EXERCISE DETAILS
Report only the number of lines in the records that contain the word "canopy".

[Referring expression data]
# # # # #

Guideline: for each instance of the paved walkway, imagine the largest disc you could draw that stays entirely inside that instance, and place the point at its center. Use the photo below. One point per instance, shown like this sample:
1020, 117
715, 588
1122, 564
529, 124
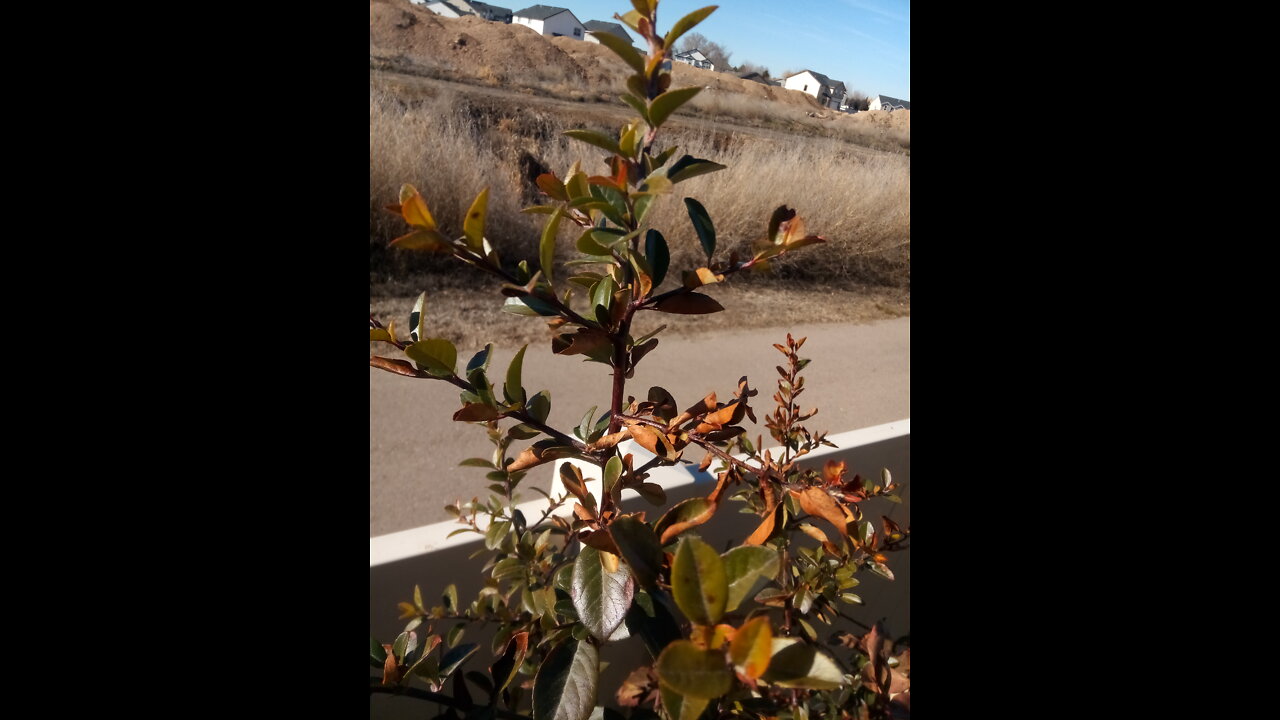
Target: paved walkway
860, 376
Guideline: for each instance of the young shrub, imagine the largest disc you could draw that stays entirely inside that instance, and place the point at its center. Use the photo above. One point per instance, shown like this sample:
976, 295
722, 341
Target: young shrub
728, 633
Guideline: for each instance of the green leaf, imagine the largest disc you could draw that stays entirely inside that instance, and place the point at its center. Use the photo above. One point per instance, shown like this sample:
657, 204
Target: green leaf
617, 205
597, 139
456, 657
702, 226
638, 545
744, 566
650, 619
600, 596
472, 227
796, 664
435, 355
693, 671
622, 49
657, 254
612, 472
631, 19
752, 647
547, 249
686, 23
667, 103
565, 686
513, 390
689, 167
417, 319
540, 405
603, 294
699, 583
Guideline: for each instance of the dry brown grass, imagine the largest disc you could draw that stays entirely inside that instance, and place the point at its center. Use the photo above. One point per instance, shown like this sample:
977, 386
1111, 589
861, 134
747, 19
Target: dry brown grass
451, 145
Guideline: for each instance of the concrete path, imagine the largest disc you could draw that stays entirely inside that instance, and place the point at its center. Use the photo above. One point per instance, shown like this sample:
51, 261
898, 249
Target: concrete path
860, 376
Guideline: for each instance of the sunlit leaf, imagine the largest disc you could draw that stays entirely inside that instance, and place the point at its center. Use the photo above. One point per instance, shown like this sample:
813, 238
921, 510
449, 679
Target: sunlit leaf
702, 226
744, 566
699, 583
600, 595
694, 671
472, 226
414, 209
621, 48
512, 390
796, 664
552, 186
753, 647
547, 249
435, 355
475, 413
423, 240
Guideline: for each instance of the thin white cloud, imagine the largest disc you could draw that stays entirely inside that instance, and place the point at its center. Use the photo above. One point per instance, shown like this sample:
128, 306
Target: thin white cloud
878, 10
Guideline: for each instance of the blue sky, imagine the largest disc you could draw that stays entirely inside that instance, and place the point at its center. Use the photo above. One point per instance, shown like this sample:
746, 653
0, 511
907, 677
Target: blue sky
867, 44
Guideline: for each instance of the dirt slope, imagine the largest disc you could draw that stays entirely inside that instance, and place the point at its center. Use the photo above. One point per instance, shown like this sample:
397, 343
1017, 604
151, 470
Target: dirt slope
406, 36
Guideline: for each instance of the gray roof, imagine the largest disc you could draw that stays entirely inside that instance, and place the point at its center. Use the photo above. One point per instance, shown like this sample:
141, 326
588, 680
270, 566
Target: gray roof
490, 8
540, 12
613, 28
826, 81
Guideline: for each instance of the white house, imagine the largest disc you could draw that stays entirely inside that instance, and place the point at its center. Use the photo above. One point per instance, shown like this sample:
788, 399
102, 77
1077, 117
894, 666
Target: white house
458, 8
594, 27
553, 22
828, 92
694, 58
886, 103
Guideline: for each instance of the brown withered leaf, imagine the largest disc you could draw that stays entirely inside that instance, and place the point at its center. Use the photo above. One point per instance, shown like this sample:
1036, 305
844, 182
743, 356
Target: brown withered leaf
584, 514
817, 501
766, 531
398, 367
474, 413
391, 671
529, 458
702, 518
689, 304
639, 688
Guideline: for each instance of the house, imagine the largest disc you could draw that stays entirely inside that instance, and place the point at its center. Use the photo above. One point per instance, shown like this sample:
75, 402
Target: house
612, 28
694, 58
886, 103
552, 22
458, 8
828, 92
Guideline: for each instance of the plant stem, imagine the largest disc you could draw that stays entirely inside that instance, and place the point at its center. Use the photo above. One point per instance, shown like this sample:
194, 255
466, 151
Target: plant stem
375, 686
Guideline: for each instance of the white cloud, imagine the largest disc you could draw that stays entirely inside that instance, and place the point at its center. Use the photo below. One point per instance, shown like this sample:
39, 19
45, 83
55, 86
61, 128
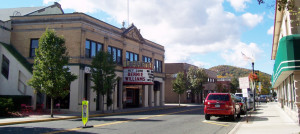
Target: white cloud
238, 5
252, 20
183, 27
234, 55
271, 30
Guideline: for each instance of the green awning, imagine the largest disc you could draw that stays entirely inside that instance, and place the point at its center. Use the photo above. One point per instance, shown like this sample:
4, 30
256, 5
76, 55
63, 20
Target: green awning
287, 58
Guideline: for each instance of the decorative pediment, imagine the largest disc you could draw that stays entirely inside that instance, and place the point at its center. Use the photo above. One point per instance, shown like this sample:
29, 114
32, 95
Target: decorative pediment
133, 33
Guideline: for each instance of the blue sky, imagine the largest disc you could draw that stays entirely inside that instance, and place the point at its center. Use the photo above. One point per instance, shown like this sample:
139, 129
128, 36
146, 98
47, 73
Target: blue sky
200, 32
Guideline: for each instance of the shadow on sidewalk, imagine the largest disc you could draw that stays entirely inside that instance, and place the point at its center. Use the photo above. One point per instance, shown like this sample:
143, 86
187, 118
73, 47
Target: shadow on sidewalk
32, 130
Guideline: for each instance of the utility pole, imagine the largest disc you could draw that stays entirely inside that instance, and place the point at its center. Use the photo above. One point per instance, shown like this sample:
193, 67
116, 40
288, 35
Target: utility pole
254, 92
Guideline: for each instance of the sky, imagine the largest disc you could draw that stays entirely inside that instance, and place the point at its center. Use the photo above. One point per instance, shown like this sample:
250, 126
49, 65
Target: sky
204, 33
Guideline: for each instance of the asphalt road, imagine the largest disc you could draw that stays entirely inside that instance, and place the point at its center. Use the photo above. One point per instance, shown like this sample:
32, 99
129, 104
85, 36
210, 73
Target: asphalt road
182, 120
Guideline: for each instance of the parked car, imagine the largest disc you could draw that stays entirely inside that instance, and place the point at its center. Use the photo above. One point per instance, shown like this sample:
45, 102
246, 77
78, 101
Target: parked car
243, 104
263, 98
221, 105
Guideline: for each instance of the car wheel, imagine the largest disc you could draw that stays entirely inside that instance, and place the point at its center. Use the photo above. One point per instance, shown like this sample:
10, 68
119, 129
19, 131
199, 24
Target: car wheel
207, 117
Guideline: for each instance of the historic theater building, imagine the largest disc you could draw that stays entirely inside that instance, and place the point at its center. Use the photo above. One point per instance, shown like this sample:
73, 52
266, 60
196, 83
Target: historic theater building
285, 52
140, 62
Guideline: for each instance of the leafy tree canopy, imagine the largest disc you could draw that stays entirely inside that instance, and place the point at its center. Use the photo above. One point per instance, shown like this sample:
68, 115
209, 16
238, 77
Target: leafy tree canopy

# # # # #

REPLY
2